─── Raw records ───

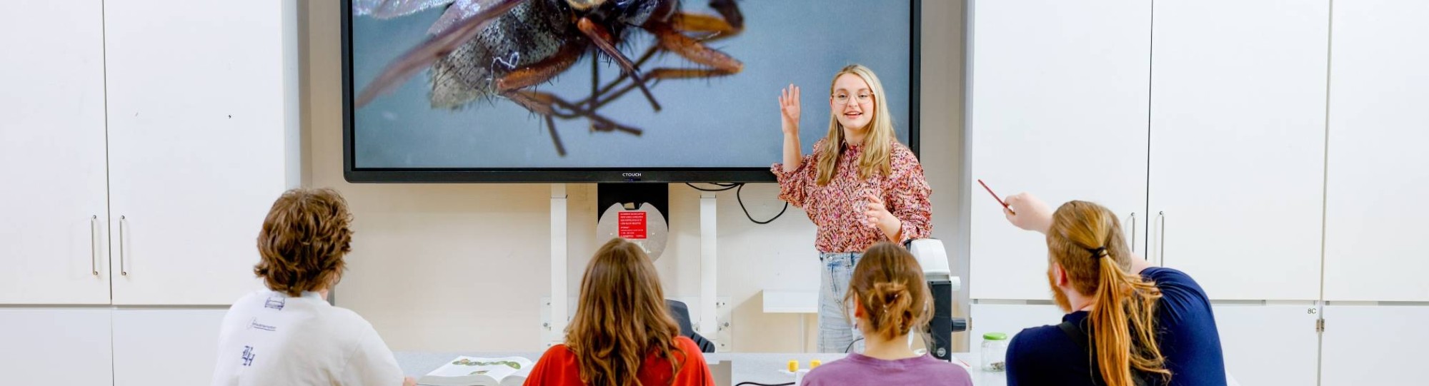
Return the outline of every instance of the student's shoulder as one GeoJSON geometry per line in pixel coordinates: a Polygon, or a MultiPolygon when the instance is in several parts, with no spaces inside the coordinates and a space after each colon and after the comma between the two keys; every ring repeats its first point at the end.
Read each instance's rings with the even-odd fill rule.
{"type": "Polygon", "coordinates": [[[1062,332],[1062,327],[1027,327],[1007,343],[1007,360],[1037,363],[1040,359],[1063,357],[1070,345],[1075,343],[1062,332]]]}
{"type": "Polygon", "coordinates": [[[972,375],[963,366],[933,357],[932,355],[923,355],[917,360],[923,365],[920,372],[927,375],[929,379],[943,382],[939,385],[973,385],[972,375]]]}
{"type": "Polygon", "coordinates": [[[847,357],[832,360],[809,370],[809,373],[803,377],[803,385],[842,385],[842,382],[847,382],[847,379],[842,379],[843,375],[860,372],[860,366],[847,357]]]}

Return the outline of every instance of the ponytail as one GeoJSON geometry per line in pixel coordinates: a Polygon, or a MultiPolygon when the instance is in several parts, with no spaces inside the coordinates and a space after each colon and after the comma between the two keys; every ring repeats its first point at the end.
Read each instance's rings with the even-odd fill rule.
{"type": "Polygon", "coordinates": [[[1092,360],[1102,380],[1107,386],[1133,386],[1133,370],[1170,380],[1156,342],[1160,289],[1126,272],[1133,257],[1116,216],[1095,203],[1069,202],[1053,214],[1047,247],[1072,287],[1096,299],[1087,320],[1096,353],[1092,360]]]}

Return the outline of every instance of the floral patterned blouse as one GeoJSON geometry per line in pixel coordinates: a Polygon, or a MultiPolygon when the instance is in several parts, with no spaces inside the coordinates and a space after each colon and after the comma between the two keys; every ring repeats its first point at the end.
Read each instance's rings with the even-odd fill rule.
{"type": "Polygon", "coordinates": [[[889,152],[892,157],[892,173],[883,176],[875,172],[866,180],[859,179],[859,154],[862,146],[845,144],[843,154],[835,166],[833,179],[827,186],[815,183],[817,173],[816,163],[823,156],[823,142],[813,146],[813,154],[806,154],[799,163],[799,169],[785,173],[783,164],[773,166],[779,179],[779,199],[809,213],[809,219],[819,227],[815,247],[820,253],[863,252],[887,236],[877,226],[863,224],[863,212],[867,199],[865,193],[873,193],[883,200],[889,213],[897,217],[902,224],[903,240],[925,239],[932,232],[932,203],[927,196],[933,189],[923,180],[923,166],[917,163],[913,150],[893,142],[889,152]]]}

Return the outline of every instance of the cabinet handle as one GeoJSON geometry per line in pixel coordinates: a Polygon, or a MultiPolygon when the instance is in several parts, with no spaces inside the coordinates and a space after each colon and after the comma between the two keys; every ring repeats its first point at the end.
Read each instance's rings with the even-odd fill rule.
{"type": "Polygon", "coordinates": [[[1166,266],[1166,212],[1156,212],[1156,217],[1159,217],[1162,223],[1160,252],[1156,253],[1156,264],[1166,266]]]}
{"type": "Polygon", "coordinates": [[[1132,253],[1136,253],[1136,212],[1132,212],[1132,253]]]}
{"type": "Polygon", "coordinates": [[[124,216],[119,216],[119,274],[129,276],[124,270],[124,216]]]}
{"type": "Polygon", "coordinates": [[[99,253],[94,252],[94,249],[99,247],[97,246],[99,242],[94,242],[94,239],[97,239],[99,236],[94,234],[96,233],[94,232],[94,222],[99,222],[99,216],[97,214],[96,216],[90,216],[90,274],[99,276],[99,263],[96,263],[96,260],[99,260],[99,256],[97,256],[99,253]]]}

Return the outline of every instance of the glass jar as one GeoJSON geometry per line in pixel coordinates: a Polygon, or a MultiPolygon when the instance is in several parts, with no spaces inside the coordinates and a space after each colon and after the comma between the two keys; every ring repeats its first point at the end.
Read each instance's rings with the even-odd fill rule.
{"type": "Polygon", "coordinates": [[[1007,335],[1005,333],[985,333],[983,335],[983,370],[987,372],[1003,372],[1007,370],[1007,335]]]}

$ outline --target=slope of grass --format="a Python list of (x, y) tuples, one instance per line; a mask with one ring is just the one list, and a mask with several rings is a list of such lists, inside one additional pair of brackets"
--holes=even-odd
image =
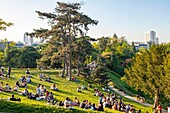
[(113, 85), (115, 88), (119, 89), (120, 91), (125, 92), (128, 95), (136, 96), (137, 91), (127, 85), (124, 81), (121, 80), (121, 76), (113, 71), (108, 72), (109, 77), (111, 78)]
[[(28, 91), (29, 92), (36, 92), (36, 86), (38, 84), (42, 84), (46, 87), (48, 91), (50, 91), (50, 86), (53, 83), (57, 84), (57, 87), (59, 88), (59, 91), (52, 91), (54, 94), (55, 99), (59, 101), (64, 101), (66, 97), (71, 98), (74, 100), (74, 97), (76, 96), (80, 102), (83, 100), (88, 100), (91, 103), (98, 104), (99, 97), (93, 96), (94, 91), (93, 89), (83, 90), (81, 93), (76, 92), (76, 89), (78, 86), (87, 86), (87, 82), (85, 82), (81, 77), (78, 77), (79, 82), (72, 82), (68, 81), (65, 78), (59, 77), (59, 71), (58, 70), (43, 70), (42, 73), (45, 73), (46, 75), (50, 75), (52, 83), (46, 82), (46, 81), (40, 81), (38, 78), (39, 71), (36, 69), (30, 69), (30, 72), (33, 73), (33, 77), (31, 78), (32, 83), (28, 84)], [(19, 78), (24, 75), (25, 69), (16, 69), (12, 70), (11, 78), (0, 78), (0, 82), (3, 81), (5, 83), (9, 83), (9, 85), (12, 87), (14, 86), (15, 82), (19, 80)], [(96, 84), (92, 84), (95, 87), (98, 87), (99, 90), (101, 88), (97, 86)], [(20, 91), (23, 91), (24, 88), (20, 88)], [(46, 105), (45, 100), (30, 100), (25, 96), (21, 96), (18, 92), (0, 92), (0, 98), (9, 98), (11, 97), (11, 94), (15, 94), (16, 98), (21, 98), (21, 102), (11, 102), (11, 101), (2, 101), (0, 100), (0, 112), (13, 112), (13, 113), (51, 113), (51, 112), (94, 112), (92, 110), (83, 110), (79, 107), (75, 107), (74, 110), (66, 110), (64, 108), (58, 108), (57, 106), (52, 105)], [(104, 93), (106, 94), (106, 93)], [(126, 103), (132, 103), (137, 110), (142, 109), (143, 112), (150, 111), (151, 108), (144, 107), (138, 103), (132, 102), (130, 100), (125, 100)], [(119, 113), (119, 111), (113, 111), (111, 109), (105, 109), (105, 112), (114, 112)]]

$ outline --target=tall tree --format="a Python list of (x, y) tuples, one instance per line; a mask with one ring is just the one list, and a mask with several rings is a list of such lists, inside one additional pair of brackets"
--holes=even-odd
[[(69, 80), (72, 76), (72, 43), (77, 36), (84, 36), (89, 30), (88, 25), (97, 25), (98, 21), (92, 20), (87, 15), (79, 12), (80, 3), (57, 2), (54, 13), (36, 11), (40, 18), (48, 19), (51, 29), (35, 30), (34, 36), (43, 38), (58, 38), (64, 51), (64, 66), (69, 64)], [(68, 54), (68, 58), (67, 58)], [(67, 62), (68, 61), (68, 62)]]
[(154, 108), (161, 100), (169, 98), (169, 50), (168, 45), (153, 45), (149, 50), (139, 51), (132, 66), (125, 70), (126, 82), (154, 98)]
[(12, 25), (13, 25), (13, 23), (11, 23), (11, 22), (7, 23), (0, 18), (0, 30), (6, 31), (6, 28), (10, 27)]

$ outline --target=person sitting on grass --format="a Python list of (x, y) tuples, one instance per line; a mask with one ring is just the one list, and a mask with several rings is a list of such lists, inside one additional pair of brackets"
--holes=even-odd
[(86, 100), (84, 100), (81, 104), (80, 104), (80, 108), (85, 108), (86, 106)]
[(77, 88), (77, 92), (81, 92), (81, 88), (80, 87)]
[(54, 90), (54, 91), (58, 91), (58, 88), (57, 88), (57, 86), (56, 86), (55, 83), (51, 86), (50, 89), (51, 89), (51, 90)]
[(33, 93), (28, 94), (29, 99), (34, 99), (35, 100), (37, 97), (38, 97), (38, 95), (34, 95)]
[(2, 72), (2, 71), (0, 72), (0, 76), (1, 76), (1, 77), (4, 77), (4, 74), (3, 74), (3, 72)]
[(60, 101), (58, 105), (59, 105), (59, 106), (64, 106), (63, 101)]
[(90, 109), (90, 108), (91, 108), (91, 103), (87, 103), (85, 109)]
[(13, 91), (18, 91), (19, 90), (19, 86), (15, 85), (12, 89), (13, 89)]
[(93, 88), (92, 85), (91, 85), (90, 83), (88, 83), (88, 87), (89, 87), (89, 88)]
[(40, 89), (40, 84), (38, 84), (38, 86), (37, 86), (37, 88), (36, 88), (36, 94), (38, 95), (38, 96), (40, 96), (41, 95), (41, 89)]
[(28, 92), (27, 88), (25, 88), (24, 91), (22, 91), (20, 94), (23, 96), (28, 96), (29, 92)]
[(4, 91), (3, 82), (0, 83), (0, 91)]
[(66, 99), (64, 101), (64, 108), (70, 109), (70, 101), (69, 101), (68, 97), (66, 97)]
[(81, 87), (82, 90), (88, 90), (86, 86)]
[(20, 87), (22, 87), (22, 88), (27, 87), (27, 82), (26, 82), (26, 81), (23, 81), (22, 84), (20, 85)]
[(99, 103), (97, 111), (104, 111), (102, 102)]
[(27, 81), (27, 83), (31, 83), (31, 78), (27, 77), (26, 81)]
[(74, 99), (75, 99), (75, 106), (80, 106), (80, 101), (79, 101), (79, 99), (77, 99), (77, 97), (75, 97)]
[(25, 71), (25, 74), (30, 74), (29, 68)]
[(96, 109), (97, 108), (96, 108), (95, 104), (93, 103), (92, 106), (91, 106), (91, 110), (96, 110)]
[(41, 90), (41, 96), (45, 95), (46, 87), (44, 85), (41, 85), (40, 90)]
[(51, 82), (50, 80), (51, 80), (51, 78), (50, 78), (50, 76), (48, 75), (48, 77), (47, 77), (47, 79), (46, 79), (45, 81)]
[(4, 88), (4, 91), (5, 92), (10, 92), (11, 91), (11, 88), (10, 86), (8, 85), (8, 83), (6, 84), (5, 88)]

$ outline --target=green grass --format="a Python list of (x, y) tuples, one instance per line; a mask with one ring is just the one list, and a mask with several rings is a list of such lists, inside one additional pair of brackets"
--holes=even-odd
[[(51, 80), (53, 83), (45, 82), (45, 81), (40, 81), (38, 78), (39, 71), (36, 69), (30, 69), (30, 72), (33, 73), (33, 78), (31, 78), (32, 83), (28, 84), (28, 91), (29, 92), (36, 92), (36, 86), (38, 84), (43, 84), (48, 91), (50, 91), (50, 86), (53, 83), (57, 84), (57, 87), (59, 88), (59, 91), (52, 91), (54, 94), (54, 97), (59, 100), (59, 101), (64, 101), (66, 97), (71, 98), (74, 100), (74, 97), (78, 97), (80, 102), (82, 102), (85, 99), (88, 99), (89, 102), (95, 103), (96, 105), (98, 104), (99, 97), (93, 96), (94, 91), (93, 89), (89, 90), (83, 90), (81, 93), (76, 92), (76, 89), (78, 86), (85, 85), (87, 86), (87, 82), (85, 82), (81, 77), (78, 77), (80, 80), (79, 82), (72, 82), (68, 81), (65, 78), (59, 77), (59, 72), (58, 70), (43, 70), (43, 73), (46, 75), (50, 75)], [(5, 83), (9, 83), (9, 85), (12, 87), (14, 86), (15, 82), (19, 80), (20, 76), (24, 75), (25, 69), (16, 69), (12, 70), (12, 75), (11, 78), (0, 78), (0, 81)], [(111, 73), (110, 73), (111, 74)], [(121, 83), (120, 83), (121, 84)], [(92, 84), (95, 87), (98, 87), (99, 90), (101, 90), (101, 87), (97, 86), (96, 84)], [(20, 91), (23, 91), (24, 88), (20, 88)], [(11, 94), (15, 94), (16, 98), (21, 98), (21, 102), (11, 102), (11, 101), (2, 101), (0, 100), (0, 112), (12, 112), (12, 113), (52, 113), (52, 112), (94, 112), (92, 110), (83, 110), (79, 107), (75, 107), (74, 110), (66, 110), (64, 108), (58, 108), (57, 106), (52, 106), (52, 105), (46, 105), (45, 100), (37, 101), (37, 100), (30, 100), (25, 96), (19, 95), (17, 92), (0, 92), (0, 98), (9, 98), (11, 97)], [(106, 93), (104, 93), (106, 94)], [(151, 108), (142, 106), (138, 103), (132, 102), (128, 99), (124, 99), (125, 103), (130, 103), (135, 106), (135, 109), (139, 110), (142, 109), (143, 112), (150, 111)], [(105, 109), (105, 112), (113, 112), (113, 113), (120, 113), (119, 111), (113, 111), (111, 109)]]
[(120, 91), (125, 92), (128, 95), (136, 96), (137, 91), (127, 85), (124, 81), (121, 80), (121, 76), (113, 71), (108, 72), (109, 77), (111, 78), (113, 85), (115, 88), (119, 89)]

───

[Given instruction] Print the lines starting with the one that contains "outline --target=person sitting" and going on through the one that contains "89), (51, 90)]", copying each of them exactly.

[Written response]
$ outline --target=person sitting on grass --format="a Python list of (x, y) tuples, one instance per line; a mask with one ring is just the one list, and a mask with several rings is a list of such lists, inside one additional pair of brackets"
--holes=even-odd
[(86, 100), (84, 100), (81, 104), (80, 104), (80, 108), (85, 108), (86, 106)]
[(77, 88), (77, 92), (81, 92), (81, 88), (80, 87)]
[(54, 90), (54, 91), (58, 91), (58, 88), (57, 88), (57, 86), (56, 86), (55, 83), (51, 86), (50, 89), (51, 89), (51, 90)]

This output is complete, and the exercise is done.